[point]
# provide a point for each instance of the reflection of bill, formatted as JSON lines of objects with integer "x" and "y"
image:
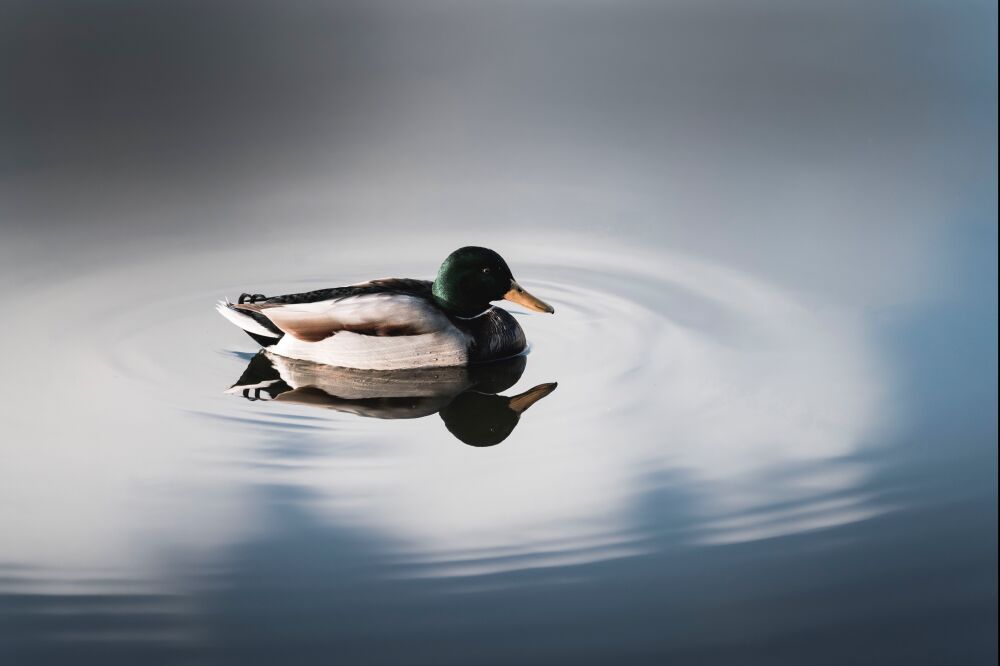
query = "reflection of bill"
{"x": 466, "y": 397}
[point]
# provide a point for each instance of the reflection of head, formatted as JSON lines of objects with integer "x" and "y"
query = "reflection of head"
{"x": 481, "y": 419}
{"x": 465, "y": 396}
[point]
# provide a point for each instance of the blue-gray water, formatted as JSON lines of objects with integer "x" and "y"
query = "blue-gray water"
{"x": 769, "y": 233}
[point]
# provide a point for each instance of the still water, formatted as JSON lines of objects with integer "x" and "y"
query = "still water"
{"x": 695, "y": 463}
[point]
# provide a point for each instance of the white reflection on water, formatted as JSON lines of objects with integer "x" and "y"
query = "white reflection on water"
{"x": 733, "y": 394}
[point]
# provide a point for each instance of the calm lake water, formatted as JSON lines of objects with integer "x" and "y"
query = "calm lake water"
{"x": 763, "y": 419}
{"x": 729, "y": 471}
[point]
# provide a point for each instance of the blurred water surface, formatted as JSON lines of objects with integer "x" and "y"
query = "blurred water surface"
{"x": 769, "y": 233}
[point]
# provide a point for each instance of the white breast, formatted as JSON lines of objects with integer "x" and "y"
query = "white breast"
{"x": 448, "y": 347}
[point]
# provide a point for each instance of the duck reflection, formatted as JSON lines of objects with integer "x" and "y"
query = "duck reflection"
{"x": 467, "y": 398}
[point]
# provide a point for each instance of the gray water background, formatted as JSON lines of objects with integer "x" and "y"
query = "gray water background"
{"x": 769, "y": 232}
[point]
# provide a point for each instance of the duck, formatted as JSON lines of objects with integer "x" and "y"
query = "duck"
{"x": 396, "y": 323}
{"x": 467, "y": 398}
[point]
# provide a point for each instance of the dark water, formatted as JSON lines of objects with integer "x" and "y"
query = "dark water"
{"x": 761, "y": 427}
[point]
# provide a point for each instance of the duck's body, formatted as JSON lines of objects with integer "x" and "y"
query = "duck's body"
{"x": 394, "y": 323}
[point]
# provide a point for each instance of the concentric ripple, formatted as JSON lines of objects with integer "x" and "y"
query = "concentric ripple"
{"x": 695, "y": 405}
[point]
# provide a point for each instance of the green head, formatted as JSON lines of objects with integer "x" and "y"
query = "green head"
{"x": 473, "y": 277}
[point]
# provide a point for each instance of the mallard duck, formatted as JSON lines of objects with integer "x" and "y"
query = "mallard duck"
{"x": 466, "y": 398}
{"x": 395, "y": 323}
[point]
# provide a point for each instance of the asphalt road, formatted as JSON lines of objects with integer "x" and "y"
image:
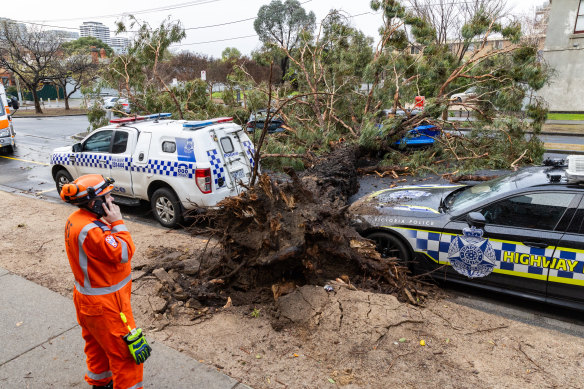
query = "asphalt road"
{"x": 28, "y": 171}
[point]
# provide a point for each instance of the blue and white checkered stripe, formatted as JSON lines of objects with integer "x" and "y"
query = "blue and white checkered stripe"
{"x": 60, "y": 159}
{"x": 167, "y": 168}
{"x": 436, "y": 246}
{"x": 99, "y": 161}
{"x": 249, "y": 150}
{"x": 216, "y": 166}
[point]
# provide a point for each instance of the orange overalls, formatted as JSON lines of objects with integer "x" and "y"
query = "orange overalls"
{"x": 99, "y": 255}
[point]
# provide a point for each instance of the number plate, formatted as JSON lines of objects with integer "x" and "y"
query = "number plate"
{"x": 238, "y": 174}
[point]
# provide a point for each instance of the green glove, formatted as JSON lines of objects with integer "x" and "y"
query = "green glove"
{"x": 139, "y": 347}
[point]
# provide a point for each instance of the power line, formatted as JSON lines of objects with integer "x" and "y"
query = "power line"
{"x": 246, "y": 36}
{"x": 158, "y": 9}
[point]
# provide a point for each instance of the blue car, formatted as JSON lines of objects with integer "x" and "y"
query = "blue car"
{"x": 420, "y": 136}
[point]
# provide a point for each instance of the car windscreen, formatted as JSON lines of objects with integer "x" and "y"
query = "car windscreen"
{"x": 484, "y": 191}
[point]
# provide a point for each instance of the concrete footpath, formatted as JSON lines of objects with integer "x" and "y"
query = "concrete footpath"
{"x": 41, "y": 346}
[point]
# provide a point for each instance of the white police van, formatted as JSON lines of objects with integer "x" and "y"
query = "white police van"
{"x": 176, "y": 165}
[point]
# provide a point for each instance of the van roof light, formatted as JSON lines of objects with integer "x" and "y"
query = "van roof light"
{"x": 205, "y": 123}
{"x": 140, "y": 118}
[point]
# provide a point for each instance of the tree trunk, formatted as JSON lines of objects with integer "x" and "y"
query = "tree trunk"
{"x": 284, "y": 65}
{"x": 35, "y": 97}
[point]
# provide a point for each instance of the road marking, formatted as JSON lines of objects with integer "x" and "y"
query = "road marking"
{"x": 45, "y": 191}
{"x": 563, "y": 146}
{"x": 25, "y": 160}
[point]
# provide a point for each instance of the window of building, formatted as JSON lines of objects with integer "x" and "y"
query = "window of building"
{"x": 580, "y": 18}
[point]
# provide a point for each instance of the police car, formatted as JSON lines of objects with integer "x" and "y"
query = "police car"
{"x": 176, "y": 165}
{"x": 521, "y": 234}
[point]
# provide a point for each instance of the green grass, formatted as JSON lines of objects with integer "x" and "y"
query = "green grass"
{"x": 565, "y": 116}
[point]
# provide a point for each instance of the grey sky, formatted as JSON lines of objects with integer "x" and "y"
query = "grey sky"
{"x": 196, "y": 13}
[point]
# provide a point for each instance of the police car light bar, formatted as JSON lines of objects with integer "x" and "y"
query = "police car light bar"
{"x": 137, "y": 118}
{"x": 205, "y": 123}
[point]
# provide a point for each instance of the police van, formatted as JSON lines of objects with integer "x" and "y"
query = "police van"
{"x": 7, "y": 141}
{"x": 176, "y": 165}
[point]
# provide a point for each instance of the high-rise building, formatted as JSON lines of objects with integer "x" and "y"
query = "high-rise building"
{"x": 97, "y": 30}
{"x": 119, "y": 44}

----------

• [Task prompt] Return every line of the records exactly as given, pictures excluded.

• [Task response]
[point]
# provide a point for each instance of the reflection of bill, formatted as JSON lines of objects with integer "x" and "y"
image:
query = "reflection of bill"
{"x": 466, "y": 397}
[point]
# provide a point for each instance of the reflection of head, formatted as JSON lines of objects with integer "x" and "y"
query = "reflection of head"
{"x": 481, "y": 419}
{"x": 465, "y": 396}
[point]
# provide a point for each instance of the blue-gray water, formatted as JSON lines of objects with integer "x" and "y"
query = "blue-gray water"
{"x": 769, "y": 233}
[point]
# provide a point for each instance of the still water, formatted as JSON lines of objects with integer "x" and "y"
query = "still water"
{"x": 695, "y": 463}
[point]
# provide a point for each instance of the white reflection on water, formatted as JSON lines of objects with integer "x" and "y"
query = "white reflection on water"
{"x": 733, "y": 394}
[point]
# provide a point for each instance of the calm lake water, formatted as JSON lines of objects with integer "x" and "y"
query = "calm lake water"
{"x": 763, "y": 419}
{"x": 729, "y": 471}
[point]
# provide a point for each instance of the blurred water surface, formatted as JSON lines of objects with integer "x" and "y"
query = "blurred water surface"
{"x": 769, "y": 233}
[point]
# provide a point for each instance of the white breast, formatted as JSON lines of objects with integer "x" and "y"
query = "white breast"
{"x": 448, "y": 347}
[point]
# provide a point for each instance of the duck reflection, formatted as JSON lines of objects with integer "x" and "y"
query = "duck reflection"
{"x": 467, "y": 398}
[point]
# provide a point for each instance of the gray water background, formatted as JSON lines of objects with integer "x" and "y"
query = "gray water background"
{"x": 769, "y": 232}
[point]
# provide a point for each instance of the duck, formatted as JSON lines of objects with integer "x" and "y"
query = "duck"
{"x": 396, "y": 323}
{"x": 467, "y": 398}
[point]
# provide a point for each instance of the dark water, formatted as JSON lines of objects with integer "x" and "y"
query = "dark water"
{"x": 761, "y": 427}
[point]
# provide a point for each instance of the duck's body, formatted as JSON lines of objects with integer "x" and "y"
query = "duck's body"
{"x": 394, "y": 323}
[point]
# provide a point for each instance of the concentric ripple, formatted as JSON lines of objects with integer "x" and "y"
query = "concentric ripple"
{"x": 695, "y": 405}
[point]
# provide a point for each instance of the green head, formatted as JSON lines of objects with integer "x" and "y"
query = "green head"
{"x": 473, "y": 277}
[point]
# provide a point for each instance of the mallard duck, formatted as JSON lines of objects with integer "x" and "y"
query = "mallard duck"
{"x": 466, "y": 398}
{"x": 395, "y": 323}
[point]
# provide a point for each instance of the asphalt road, formatted as JSON lines of objects with integer "x" and "y"
image:
query = "asphalt road"
{"x": 28, "y": 171}
[point]
# provide a point for each instance of the blue and white checkered stripe, formatted as JSON lines of objects with integer "x" and "y"
query = "blue and white checkered stripe"
{"x": 60, "y": 159}
{"x": 167, "y": 168}
{"x": 436, "y": 246}
{"x": 99, "y": 161}
{"x": 249, "y": 150}
{"x": 216, "y": 166}
[point]
# provide a point for each instance of the orange overalls, formatted as JSON lines of objects with integer "x" and "y"
query = "orange overalls"
{"x": 99, "y": 255}
[point]
# provide a point for each instance of the number plate, formatted as JSON lines of objects with integer "x" and "y"
query = "number plate"
{"x": 238, "y": 174}
[point]
# provide a point for each instance of the green glove, formatted as JSON lines of objects with integer "x" and "y"
query = "green glove"
{"x": 139, "y": 347}
[point]
# provide a point for each instance of the power line, formatted as JSON lines of objects with integer "x" and "y"
query = "power line"
{"x": 246, "y": 36}
{"x": 158, "y": 9}
[point]
# provide a point for each instance of the blue car, formatted as JSON lines of objects with integer "x" and "y"
query = "blue car"
{"x": 420, "y": 136}
[point]
# provide a point for each instance of the car windscreen, formatted as JSON lines of objects with integer "x" and "y"
query = "car windscreen"
{"x": 484, "y": 191}
[point]
# provide a point for each instance of the concrete footpath, formatted as JSON lines of objects with integer "x" and "y"
query = "concrete footpath"
{"x": 41, "y": 346}
[point]
# provide a point for each instance of the white police van, formatted as JSON lines of objects with integer "x" and "y"
query = "white police van"
{"x": 176, "y": 165}
[point]
# provide a point for each instance of the van roof light, formatted as JSON lines of objects with integer "x" and "y"
query = "van roof light"
{"x": 205, "y": 123}
{"x": 140, "y": 118}
[point]
# provide a point for each instance of the tree trunk, formatted as JSON lines of objects with integer "x" and "y"
query = "tree trunk"
{"x": 284, "y": 65}
{"x": 35, "y": 97}
[point]
# provide a point for each instance of the road marking, formatted as JSON lines of objects with integer "x" and "y"
query = "road marking"
{"x": 45, "y": 191}
{"x": 563, "y": 146}
{"x": 25, "y": 160}
[point]
# provide a point for each instance of the window of building, formatted as JSON lines of objects with integer "x" and "y"
query = "window of building"
{"x": 580, "y": 18}
[point]
# provide a point for each instance of the police car, formatted as JSON lines of objects with integer "x" and "y"
query = "police car"
{"x": 176, "y": 165}
{"x": 521, "y": 234}
[point]
# provide a point for each instance of the green grass, formatted as JSON lines of objects with integer "x" and "y"
query = "green grass"
{"x": 565, "y": 116}
[point]
# provide a point for each instance of the grey sky, formatted as JSON lines of objects with integer "x" and "y"
query = "grey sky"
{"x": 196, "y": 13}
[point]
# provide a point for each instance of the police car light bar, formatted as JSON lines of objects with integer "x" and "y"
query = "police car light bar"
{"x": 137, "y": 118}
{"x": 205, "y": 123}
[point]
# provide a point for each instance of the police van, formatted as JSON lines of objects with integer "x" and "y"
query = "police van"
{"x": 7, "y": 141}
{"x": 176, "y": 165}
[point]
# provide a point for each instance of the high-rise building, formatted as JSON lines of objects with integer "x" and "y"
query = "high-rise building"
{"x": 97, "y": 30}
{"x": 119, "y": 44}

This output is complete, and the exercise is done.